**What this task involves**
Rescale the rows from the line holding "surface in this photo." through the end of the rows, inclusive, and write out only those lines, requests included. Multiply every x and y coordinate in the answers by 2.3 and round each to a whole number, with halves rounding up.

══════

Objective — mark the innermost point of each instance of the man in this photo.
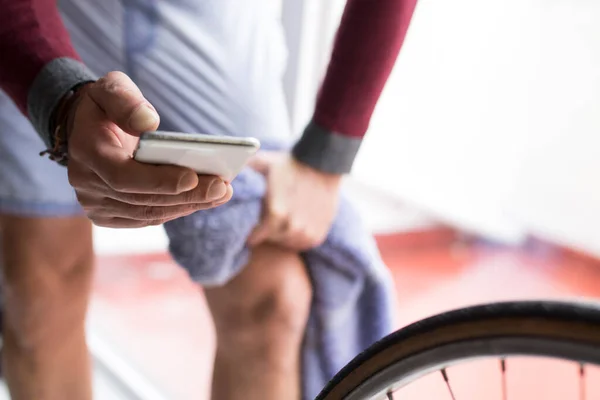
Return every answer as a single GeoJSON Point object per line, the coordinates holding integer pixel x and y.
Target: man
{"type": "Point", "coordinates": [205, 65]}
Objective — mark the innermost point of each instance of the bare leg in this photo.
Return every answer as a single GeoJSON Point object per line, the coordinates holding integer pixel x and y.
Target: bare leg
{"type": "Point", "coordinates": [47, 265]}
{"type": "Point", "coordinates": [260, 318]}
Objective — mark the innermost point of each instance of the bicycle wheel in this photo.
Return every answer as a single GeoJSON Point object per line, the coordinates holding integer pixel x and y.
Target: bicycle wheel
{"type": "Point", "coordinates": [563, 330]}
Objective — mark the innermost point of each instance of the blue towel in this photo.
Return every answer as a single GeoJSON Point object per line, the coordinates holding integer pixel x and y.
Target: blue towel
{"type": "Point", "coordinates": [352, 289]}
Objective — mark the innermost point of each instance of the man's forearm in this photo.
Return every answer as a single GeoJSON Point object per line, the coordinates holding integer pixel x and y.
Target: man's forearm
{"type": "Point", "coordinates": [366, 47]}
{"type": "Point", "coordinates": [38, 64]}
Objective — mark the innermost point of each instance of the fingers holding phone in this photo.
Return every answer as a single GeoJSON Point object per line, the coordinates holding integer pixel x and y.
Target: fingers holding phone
{"type": "Point", "coordinates": [113, 188]}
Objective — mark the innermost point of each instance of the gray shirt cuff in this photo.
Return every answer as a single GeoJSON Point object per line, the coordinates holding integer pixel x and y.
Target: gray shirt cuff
{"type": "Point", "coordinates": [49, 87]}
{"type": "Point", "coordinates": [326, 151]}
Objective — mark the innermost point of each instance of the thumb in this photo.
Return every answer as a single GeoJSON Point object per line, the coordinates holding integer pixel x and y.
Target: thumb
{"type": "Point", "coordinates": [259, 164]}
{"type": "Point", "coordinates": [123, 103]}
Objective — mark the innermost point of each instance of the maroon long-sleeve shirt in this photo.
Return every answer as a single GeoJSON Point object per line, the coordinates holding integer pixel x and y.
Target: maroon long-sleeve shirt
{"type": "Point", "coordinates": [38, 66]}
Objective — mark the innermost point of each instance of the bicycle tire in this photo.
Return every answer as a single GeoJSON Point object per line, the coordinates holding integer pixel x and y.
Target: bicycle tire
{"type": "Point", "coordinates": [565, 330]}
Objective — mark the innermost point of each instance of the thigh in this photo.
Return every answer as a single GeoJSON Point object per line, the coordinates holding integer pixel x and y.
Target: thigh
{"type": "Point", "coordinates": [47, 267]}
{"type": "Point", "coordinates": [48, 252]}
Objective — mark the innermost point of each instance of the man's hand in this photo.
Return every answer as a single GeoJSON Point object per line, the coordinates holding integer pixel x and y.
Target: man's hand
{"type": "Point", "coordinates": [300, 203]}
{"type": "Point", "coordinates": [113, 188]}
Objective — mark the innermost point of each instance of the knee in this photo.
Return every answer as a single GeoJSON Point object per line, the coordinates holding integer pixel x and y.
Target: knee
{"type": "Point", "coordinates": [269, 311]}
{"type": "Point", "coordinates": [47, 265]}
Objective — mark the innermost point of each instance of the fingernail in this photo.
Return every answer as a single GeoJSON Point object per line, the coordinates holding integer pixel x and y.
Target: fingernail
{"type": "Point", "coordinates": [143, 118]}
{"type": "Point", "coordinates": [187, 182]}
{"type": "Point", "coordinates": [216, 190]}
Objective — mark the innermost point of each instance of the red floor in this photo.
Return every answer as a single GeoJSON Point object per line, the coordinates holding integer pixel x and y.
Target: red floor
{"type": "Point", "coordinates": [147, 308]}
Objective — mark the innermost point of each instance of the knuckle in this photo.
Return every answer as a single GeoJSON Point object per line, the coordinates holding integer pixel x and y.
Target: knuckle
{"type": "Point", "coordinates": [101, 222]}
{"type": "Point", "coordinates": [115, 181]}
{"type": "Point", "coordinates": [150, 213]}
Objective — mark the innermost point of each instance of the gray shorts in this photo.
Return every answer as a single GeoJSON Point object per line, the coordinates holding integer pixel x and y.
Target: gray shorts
{"type": "Point", "coordinates": [208, 66]}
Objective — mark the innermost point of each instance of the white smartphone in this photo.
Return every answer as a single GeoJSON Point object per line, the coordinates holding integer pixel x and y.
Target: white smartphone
{"type": "Point", "coordinates": [222, 156]}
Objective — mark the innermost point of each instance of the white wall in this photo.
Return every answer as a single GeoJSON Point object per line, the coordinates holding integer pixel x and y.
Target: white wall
{"type": "Point", "coordinates": [491, 118]}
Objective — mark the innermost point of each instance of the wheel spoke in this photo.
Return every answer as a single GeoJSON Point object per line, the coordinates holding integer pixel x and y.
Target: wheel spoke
{"type": "Point", "coordinates": [503, 369]}
{"type": "Point", "coordinates": [445, 376]}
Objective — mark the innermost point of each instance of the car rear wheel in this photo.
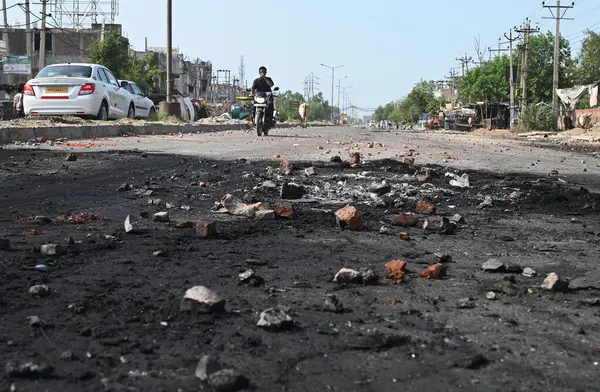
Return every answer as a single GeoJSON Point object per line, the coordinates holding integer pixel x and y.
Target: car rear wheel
{"type": "Point", "coordinates": [131, 111]}
{"type": "Point", "coordinates": [103, 112]}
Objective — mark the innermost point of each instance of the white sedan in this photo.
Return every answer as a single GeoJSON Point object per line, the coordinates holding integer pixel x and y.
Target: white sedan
{"type": "Point", "coordinates": [77, 89]}
{"type": "Point", "coordinates": [144, 107]}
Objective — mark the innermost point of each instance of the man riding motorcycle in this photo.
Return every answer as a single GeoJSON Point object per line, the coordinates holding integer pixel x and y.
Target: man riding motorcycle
{"type": "Point", "coordinates": [263, 84]}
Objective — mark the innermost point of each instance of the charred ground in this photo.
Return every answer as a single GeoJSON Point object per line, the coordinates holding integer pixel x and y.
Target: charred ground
{"type": "Point", "coordinates": [111, 320]}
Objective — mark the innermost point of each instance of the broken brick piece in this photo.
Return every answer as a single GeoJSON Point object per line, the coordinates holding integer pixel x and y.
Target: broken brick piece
{"type": "Point", "coordinates": [405, 220]}
{"type": "Point", "coordinates": [348, 218]}
{"type": "Point", "coordinates": [206, 229]}
{"type": "Point", "coordinates": [425, 208]}
{"type": "Point", "coordinates": [436, 271]}
{"type": "Point", "coordinates": [396, 270]}
{"type": "Point", "coordinates": [286, 166]}
{"type": "Point", "coordinates": [354, 159]}
{"type": "Point", "coordinates": [185, 225]}
{"type": "Point", "coordinates": [285, 211]}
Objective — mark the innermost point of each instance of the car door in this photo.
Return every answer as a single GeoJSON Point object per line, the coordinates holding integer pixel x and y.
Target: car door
{"type": "Point", "coordinates": [121, 102]}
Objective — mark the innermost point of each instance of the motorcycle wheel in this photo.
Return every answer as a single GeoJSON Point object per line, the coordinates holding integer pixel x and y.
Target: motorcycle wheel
{"type": "Point", "coordinates": [259, 123]}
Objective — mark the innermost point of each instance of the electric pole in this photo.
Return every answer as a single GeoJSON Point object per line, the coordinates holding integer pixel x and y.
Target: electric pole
{"type": "Point", "coordinates": [512, 77]}
{"type": "Point", "coordinates": [28, 44]}
{"type": "Point", "coordinates": [526, 31]}
{"type": "Point", "coordinates": [43, 37]}
{"type": "Point", "coordinates": [558, 14]}
{"type": "Point", "coordinates": [332, 84]}
{"type": "Point", "coordinates": [464, 62]}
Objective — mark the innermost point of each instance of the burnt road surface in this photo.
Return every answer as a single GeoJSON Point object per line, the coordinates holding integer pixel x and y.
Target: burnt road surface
{"type": "Point", "coordinates": [87, 306]}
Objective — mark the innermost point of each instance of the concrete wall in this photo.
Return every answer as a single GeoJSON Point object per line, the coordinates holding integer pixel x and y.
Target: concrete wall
{"type": "Point", "coordinates": [595, 115]}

══════

**The solution**
Objective — mark the innermost point of each instance of the burnt road surface in this photo.
Return every answer as a single GeoJSON Point object per line, the coordinates holding integer pixel x and y.
Target: burnt road surface
{"type": "Point", "coordinates": [200, 704]}
Objective — mark the innermost point of each instance of the concrete wall in this photo.
Return every answer as a single GeoJSON Point object per line, the coordinates holding integer pixel x and y.
Target: concrete wall
{"type": "Point", "coordinates": [1369, 265]}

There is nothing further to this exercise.